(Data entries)

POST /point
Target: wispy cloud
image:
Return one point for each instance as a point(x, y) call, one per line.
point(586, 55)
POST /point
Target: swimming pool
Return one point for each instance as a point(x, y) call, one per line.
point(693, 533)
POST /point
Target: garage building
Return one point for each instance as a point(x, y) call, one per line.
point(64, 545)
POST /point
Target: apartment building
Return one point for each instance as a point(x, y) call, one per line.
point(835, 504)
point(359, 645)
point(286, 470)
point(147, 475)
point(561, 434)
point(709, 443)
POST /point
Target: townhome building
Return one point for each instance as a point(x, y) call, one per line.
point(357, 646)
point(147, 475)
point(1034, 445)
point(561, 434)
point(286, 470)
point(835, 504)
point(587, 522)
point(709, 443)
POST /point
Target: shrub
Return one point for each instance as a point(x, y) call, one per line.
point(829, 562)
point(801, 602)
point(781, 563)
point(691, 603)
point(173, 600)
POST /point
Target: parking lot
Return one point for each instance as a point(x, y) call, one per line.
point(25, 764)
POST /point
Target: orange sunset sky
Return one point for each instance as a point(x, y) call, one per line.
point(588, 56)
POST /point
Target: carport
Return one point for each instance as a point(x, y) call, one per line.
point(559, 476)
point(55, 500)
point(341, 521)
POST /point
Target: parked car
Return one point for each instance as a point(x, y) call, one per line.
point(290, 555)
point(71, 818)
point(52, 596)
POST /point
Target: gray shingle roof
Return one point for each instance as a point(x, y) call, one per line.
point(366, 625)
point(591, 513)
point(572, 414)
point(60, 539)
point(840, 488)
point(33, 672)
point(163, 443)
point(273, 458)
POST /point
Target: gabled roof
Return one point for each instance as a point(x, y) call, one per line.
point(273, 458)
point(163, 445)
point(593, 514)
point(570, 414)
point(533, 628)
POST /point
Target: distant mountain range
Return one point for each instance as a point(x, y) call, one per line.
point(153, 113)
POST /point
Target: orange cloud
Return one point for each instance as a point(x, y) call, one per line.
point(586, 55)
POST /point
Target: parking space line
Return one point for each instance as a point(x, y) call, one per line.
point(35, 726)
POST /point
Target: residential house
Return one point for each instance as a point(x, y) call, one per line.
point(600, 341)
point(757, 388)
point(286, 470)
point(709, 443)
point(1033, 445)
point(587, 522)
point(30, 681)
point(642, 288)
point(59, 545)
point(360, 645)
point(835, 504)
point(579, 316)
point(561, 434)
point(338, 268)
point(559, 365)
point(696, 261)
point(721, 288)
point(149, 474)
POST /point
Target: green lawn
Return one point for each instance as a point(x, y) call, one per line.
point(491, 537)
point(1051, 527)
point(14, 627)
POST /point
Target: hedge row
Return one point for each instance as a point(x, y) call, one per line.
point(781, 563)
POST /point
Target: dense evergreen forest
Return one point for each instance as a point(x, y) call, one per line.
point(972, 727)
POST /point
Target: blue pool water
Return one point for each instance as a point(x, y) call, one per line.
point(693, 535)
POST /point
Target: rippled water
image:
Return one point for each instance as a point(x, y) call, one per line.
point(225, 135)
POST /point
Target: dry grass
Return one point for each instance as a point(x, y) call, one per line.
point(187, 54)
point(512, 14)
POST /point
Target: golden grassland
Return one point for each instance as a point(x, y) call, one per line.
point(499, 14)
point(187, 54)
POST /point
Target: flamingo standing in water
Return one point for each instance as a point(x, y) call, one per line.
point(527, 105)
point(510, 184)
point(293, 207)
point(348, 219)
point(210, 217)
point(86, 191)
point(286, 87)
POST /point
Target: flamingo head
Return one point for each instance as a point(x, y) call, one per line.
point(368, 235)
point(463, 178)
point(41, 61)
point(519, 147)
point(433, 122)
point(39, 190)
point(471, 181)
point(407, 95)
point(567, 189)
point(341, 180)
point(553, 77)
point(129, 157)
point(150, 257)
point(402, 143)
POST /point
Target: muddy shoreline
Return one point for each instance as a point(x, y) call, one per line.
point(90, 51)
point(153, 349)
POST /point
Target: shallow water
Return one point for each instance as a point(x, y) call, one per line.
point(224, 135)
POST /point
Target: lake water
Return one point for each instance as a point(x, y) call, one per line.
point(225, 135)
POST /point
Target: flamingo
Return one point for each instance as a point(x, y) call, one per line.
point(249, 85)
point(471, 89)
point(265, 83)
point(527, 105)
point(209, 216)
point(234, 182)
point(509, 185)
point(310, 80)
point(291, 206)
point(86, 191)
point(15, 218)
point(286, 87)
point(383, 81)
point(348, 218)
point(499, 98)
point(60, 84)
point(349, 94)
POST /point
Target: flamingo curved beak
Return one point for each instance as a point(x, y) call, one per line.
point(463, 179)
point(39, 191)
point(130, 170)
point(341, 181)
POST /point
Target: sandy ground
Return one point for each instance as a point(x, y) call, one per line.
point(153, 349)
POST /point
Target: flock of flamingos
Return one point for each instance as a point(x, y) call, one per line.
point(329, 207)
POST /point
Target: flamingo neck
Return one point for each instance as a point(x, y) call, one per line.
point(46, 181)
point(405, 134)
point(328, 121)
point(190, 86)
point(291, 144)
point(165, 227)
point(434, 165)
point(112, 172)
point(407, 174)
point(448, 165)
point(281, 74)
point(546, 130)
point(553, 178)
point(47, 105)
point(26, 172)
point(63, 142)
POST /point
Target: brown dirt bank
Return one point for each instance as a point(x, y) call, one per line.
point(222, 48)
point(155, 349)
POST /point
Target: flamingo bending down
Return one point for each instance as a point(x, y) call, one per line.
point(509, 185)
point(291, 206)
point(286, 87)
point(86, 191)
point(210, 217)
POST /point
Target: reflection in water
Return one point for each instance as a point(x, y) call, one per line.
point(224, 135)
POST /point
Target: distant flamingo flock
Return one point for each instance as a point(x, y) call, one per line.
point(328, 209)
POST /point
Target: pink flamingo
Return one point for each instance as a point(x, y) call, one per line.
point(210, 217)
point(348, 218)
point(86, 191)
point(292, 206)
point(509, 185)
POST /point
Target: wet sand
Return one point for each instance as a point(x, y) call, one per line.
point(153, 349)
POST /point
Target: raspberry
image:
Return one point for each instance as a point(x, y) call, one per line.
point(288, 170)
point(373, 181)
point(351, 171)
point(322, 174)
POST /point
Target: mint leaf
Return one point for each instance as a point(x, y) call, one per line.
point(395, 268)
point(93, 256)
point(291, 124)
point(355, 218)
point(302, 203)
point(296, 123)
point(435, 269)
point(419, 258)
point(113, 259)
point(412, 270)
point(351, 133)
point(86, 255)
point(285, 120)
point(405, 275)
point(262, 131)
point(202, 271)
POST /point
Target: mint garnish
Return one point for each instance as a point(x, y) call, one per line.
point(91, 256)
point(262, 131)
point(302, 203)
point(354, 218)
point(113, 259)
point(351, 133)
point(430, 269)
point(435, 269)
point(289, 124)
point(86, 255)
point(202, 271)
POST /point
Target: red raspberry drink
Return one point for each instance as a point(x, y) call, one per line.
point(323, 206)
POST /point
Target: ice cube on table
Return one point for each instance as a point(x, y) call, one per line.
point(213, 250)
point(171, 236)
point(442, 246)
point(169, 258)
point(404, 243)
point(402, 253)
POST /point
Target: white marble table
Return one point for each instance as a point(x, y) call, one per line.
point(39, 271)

### [REQUIREMENT]
Select and copy every line above that contains the string "raspberry". Case counts.

### [RIGHT ANSWER]
Target: raspberry
Target: red raspberry drink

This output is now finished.